Instruction =
Express the lines as a Markdown table with columns Row and Line, starting with the line that contains "Trace the outline of every instance of the **shrub**" and going on through the line that contains "118], [57, 118]]", both included. Leave out blank lines and number the rows in order.

Task input =
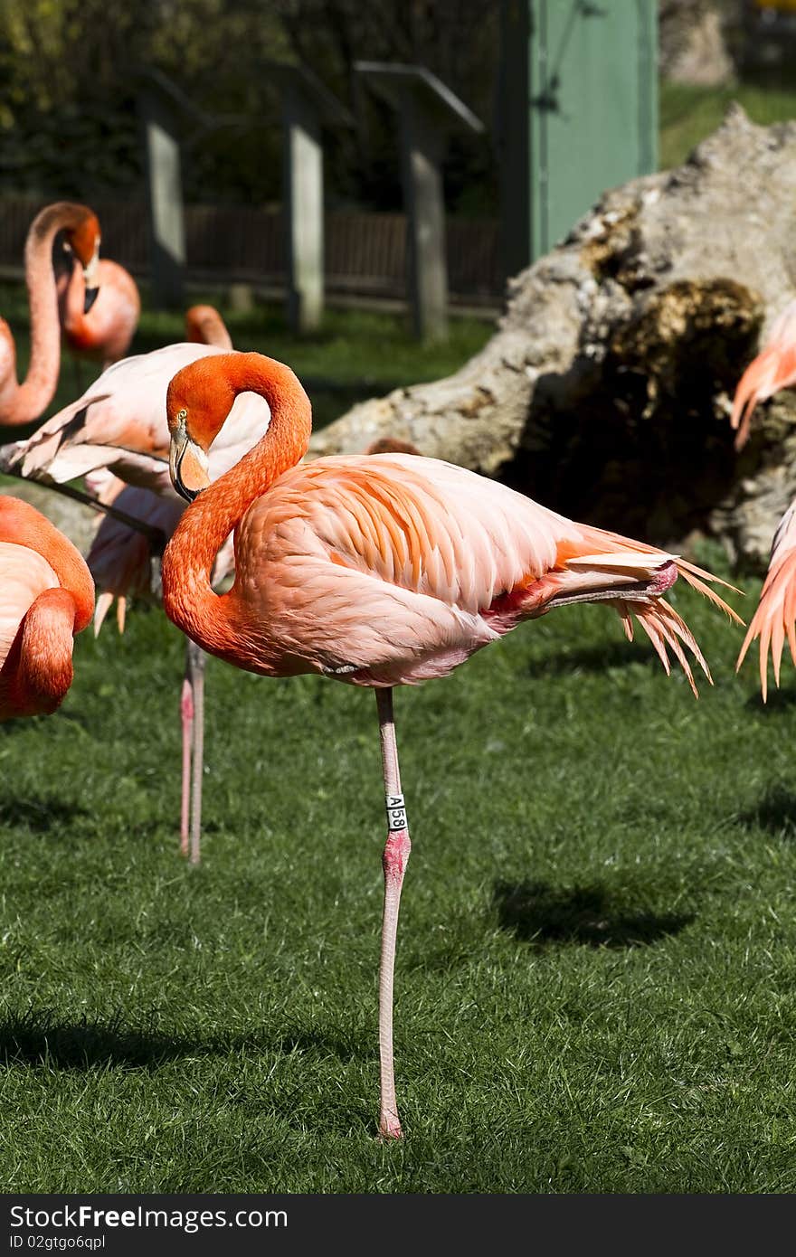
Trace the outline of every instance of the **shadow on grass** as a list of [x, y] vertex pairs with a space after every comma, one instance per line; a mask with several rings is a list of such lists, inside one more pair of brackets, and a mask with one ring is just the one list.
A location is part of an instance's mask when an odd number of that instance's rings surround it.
---
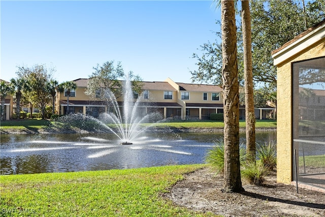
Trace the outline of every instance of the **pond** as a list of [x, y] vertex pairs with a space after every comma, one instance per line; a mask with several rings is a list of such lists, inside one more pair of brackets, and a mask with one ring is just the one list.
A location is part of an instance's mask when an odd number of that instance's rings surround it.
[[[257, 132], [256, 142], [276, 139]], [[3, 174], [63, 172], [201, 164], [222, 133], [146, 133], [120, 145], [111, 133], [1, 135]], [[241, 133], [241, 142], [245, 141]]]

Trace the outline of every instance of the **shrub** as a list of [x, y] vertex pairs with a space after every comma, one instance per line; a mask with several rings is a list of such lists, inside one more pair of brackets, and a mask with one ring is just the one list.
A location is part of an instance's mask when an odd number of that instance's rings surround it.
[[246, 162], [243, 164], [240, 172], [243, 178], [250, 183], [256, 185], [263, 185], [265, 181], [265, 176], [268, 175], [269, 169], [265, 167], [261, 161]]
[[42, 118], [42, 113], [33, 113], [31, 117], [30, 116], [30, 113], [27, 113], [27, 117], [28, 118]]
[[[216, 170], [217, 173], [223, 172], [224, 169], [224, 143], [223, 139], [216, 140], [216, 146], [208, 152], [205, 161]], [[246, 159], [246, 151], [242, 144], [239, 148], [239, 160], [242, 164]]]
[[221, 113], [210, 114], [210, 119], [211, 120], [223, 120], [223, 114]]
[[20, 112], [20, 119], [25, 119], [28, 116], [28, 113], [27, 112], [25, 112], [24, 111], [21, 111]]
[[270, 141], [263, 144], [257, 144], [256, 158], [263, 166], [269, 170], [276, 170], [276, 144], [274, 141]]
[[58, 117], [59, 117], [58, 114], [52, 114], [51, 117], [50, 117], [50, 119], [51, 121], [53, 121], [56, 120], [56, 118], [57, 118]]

Answer to the task =
| Row | Line |
|---|---|
| 1 | Trace the outline of every instance of the **shrub** as a list of [x, y] vertex pairs with a space after every comma, one instance per line; a mask with several rings is a list of such lists, inside one more pair of brackets, and a mask with one ring is just the one list. |
| 2 | A location is part of an instance's mask when an odd number of that instance's rings surround it. |
| 3 | [[246, 162], [243, 164], [240, 172], [243, 178], [250, 183], [256, 185], [263, 185], [265, 181], [265, 176], [268, 175], [269, 169], [265, 167], [261, 161]] |
| 4 | [[42, 118], [42, 113], [33, 113], [31, 117], [30, 116], [30, 113], [27, 113], [27, 117], [28, 118]] |
| 5 | [[[216, 170], [217, 173], [223, 172], [224, 169], [224, 143], [223, 139], [216, 140], [216, 146], [208, 152], [205, 161]], [[246, 159], [246, 151], [242, 144], [239, 148], [239, 160], [242, 164]]] |
| 6 | [[221, 113], [210, 114], [210, 119], [211, 120], [223, 120], [223, 114]] |
| 7 | [[20, 112], [20, 119], [25, 119], [28, 116], [28, 113], [27, 112], [25, 112], [24, 111], [21, 111]] |
| 8 | [[270, 141], [263, 144], [257, 144], [256, 158], [263, 166], [269, 170], [276, 170], [276, 144], [274, 141]] |
| 9 | [[58, 117], [59, 117], [58, 114], [52, 114], [51, 117], [50, 117], [50, 119], [51, 121], [53, 121], [56, 120], [56, 118], [57, 118]] |